Record set below:

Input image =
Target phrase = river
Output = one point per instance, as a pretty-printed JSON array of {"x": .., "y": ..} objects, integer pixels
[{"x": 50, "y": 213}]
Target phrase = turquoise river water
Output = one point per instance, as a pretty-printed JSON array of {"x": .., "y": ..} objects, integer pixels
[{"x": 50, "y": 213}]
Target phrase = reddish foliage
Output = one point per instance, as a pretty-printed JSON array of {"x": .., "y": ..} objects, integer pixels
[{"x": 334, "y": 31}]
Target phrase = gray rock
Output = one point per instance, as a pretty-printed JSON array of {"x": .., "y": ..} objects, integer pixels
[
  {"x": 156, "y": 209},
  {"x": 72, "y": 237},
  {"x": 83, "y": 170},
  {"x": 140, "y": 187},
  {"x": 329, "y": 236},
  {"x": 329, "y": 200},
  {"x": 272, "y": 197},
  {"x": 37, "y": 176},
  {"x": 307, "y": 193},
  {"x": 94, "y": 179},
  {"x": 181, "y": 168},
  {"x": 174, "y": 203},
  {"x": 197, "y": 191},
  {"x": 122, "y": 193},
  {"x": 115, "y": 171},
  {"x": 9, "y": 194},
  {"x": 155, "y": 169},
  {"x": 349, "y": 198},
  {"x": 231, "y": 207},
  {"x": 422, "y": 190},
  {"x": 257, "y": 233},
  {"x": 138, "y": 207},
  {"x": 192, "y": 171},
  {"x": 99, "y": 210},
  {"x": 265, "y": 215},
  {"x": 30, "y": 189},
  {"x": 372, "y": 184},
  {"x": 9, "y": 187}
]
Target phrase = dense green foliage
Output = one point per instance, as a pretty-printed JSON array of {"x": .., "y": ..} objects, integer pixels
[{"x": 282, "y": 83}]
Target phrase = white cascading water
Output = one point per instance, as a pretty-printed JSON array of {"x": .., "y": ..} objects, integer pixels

End of Record set.

Look above and repeat, character for character, the lines from the first one to the line with "Target phrase = gray rock", counting both.

*Answer for this exercise*.
Input image =
Target phrase = river
Output = one point per instance, as a pretty-printed JSON array of {"x": .., "y": ..} objects, integer pixels
[{"x": 50, "y": 213}]
Target phrase = turquoise river water
Output = one point per instance, as a pretty-printed JSON array of {"x": .., "y": ..} objects, integer pixels
[{"x": 50, "y": 213}]
Target phrase = reddish foliage
Output = one point per instance, as a pretty-printed JSON array of {"x": .., "y": ..} objects, integer pixels
[{"x": 334, "y": 31}]
Target phrase = gray rock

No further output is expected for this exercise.